→ **VORLIEGENDER TEXT**

::::::::

André Thess, Gastautor / 21.01.2023 / 10:00 / Foto: Public domain / 25 / Seite ausdrucken

Naftali Frenkel – Genie im Gulag?

Von André D. Thess.

Vom verurteilten Mafiaboss in der Butyrka-Zelle zum Baumanager des Straflager-Archipels. Frenkel (ganz rechts im Bild) erscheint als der Inbegriff des Bösen. Doch zwischen dem Technokraten der Zwangsarbeit und den NKWD-Massenmördern Jagoda und Jeschow liegen Welten. Eine Spuren­suche im 140. Geburtsjahr, jenseits von Gut und Böse.

Begann alles in Köthen?

::::::::

→ **INHALT DER DATEN**
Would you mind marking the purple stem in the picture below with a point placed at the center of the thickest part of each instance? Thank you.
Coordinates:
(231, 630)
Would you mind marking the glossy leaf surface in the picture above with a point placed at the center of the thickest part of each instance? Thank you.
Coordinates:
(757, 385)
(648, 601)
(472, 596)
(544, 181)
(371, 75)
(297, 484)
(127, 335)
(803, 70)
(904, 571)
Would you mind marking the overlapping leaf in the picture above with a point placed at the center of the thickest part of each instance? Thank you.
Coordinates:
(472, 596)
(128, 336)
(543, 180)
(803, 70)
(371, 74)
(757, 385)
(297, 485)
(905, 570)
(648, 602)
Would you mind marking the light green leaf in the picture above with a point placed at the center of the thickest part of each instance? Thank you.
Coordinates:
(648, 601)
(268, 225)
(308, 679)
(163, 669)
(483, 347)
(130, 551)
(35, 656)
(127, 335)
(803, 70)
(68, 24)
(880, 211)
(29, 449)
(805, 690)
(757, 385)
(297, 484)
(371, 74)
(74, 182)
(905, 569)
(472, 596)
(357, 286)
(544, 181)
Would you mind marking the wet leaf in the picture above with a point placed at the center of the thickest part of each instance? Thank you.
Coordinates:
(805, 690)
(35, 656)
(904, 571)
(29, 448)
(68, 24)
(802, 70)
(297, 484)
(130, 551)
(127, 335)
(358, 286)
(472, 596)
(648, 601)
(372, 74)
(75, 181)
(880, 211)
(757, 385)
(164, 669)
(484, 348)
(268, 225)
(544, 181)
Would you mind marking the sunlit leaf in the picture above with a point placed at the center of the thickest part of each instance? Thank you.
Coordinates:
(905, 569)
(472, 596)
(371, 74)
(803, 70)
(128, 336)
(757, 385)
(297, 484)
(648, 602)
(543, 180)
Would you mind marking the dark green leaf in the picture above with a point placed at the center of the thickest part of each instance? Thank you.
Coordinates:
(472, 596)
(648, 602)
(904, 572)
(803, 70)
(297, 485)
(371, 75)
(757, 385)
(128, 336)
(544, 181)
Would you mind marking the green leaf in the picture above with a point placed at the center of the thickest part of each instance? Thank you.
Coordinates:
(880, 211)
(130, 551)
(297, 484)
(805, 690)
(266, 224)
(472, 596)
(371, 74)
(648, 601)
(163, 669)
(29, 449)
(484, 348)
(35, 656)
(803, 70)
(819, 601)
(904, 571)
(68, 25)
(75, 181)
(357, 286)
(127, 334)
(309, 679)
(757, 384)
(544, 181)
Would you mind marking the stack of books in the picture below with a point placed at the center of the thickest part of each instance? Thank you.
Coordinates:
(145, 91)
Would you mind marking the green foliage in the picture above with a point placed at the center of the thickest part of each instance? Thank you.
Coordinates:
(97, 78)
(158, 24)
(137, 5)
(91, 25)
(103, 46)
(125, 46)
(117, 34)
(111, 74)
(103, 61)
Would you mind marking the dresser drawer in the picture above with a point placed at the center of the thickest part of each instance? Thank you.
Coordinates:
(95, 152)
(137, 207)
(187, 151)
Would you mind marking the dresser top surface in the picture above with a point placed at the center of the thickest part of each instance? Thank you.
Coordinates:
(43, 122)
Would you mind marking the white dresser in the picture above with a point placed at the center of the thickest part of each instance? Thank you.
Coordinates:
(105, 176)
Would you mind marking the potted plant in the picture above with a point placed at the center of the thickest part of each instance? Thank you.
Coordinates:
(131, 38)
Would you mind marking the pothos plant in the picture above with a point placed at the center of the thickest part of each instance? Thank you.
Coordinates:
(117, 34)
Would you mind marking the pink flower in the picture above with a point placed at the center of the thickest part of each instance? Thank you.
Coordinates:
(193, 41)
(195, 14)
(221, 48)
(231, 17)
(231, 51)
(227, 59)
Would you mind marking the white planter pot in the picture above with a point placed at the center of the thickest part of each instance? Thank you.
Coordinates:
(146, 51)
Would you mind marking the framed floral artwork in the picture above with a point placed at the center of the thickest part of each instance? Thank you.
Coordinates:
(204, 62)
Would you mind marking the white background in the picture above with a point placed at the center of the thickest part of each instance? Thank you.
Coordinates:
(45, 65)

::::::::

→ **ZU BEARBEITENDE AUFGABEN**
[a] Ersetzen Sie im Text über Naftali Frenkel „Welten“ durch „Abgründe“ und geben Sie dabei den Abschnitt zwischen „Vom verurteilten Mafiaboss“ und „Gut und Böse.“ wieder, beide eingeschlossen.
[b] Prüfen Sie, ob die folgenden Aussagen mit dem Text über Naftali Frenkel übereinstimmen, und beantworten Sie jede mit Ja oder Nein sowie den entscheidenden Worten des Textes als wörtlichem Zitat: (i) Frenkel ist auf dem Foto ganz links zu sehen. (ii) Frenkel saß in einer Zelle der Butyrka. (iii) Jagoda und Jeschow werden als NKWD-Massenmörder bezeichnet.
[c] Schreiben Sie den Text über Naftali Frenkel im Anschluss an seinen letzten Satz weiter.

→ **LÖSUNGEN DER ÜBUNGEN**
[a]
Vom verurteilten Mafiaboss in der Butyrka-Zelle zum Baumanager des Straflager-Archipels. Frenkel (ganz rechts im Bild) erscheint als der Inbegriff des Bösen. Doch zwischen dem Technokraten der Zwangsarbeit und den NKWD-Massenmördern Jagoda und Jeschow liegen Abgründe. Eine Spuren­suche im 140. Geburtsjahr, jenseits von Gut und Böse.

[b]
(i) Nein: „Frenkel (ganz rechts im Bild)“
(ii) Ja: „Vom verurteilten Mafiaboss in der Butyrka-Zelle“
(iii) Ja: „den NKWD-Massenmördern Jagoda und Jeschow“

[c]
An einem unbekannten Tag im Jahr 1902 traf der neunzehnjährige Naftali Aronowitsch Frenkel zum Studium in der anhaltinischen Provinz ein. Die Exportfirma Steiner & Co. aus dem ukrainischen Ort Nikolaev, heute Mykolajiw, hatte ihrem jungen Vorarbeiter eine Ausbildung am Köthener Friedrichs-Technikum spendiert, der heutigen Hochschule Anhalt. Stand deutsche Ingenieursausbildung am Karrierebeginn des späteren Chef-Baumanagers im System der sowjetischen Konzentrationslager?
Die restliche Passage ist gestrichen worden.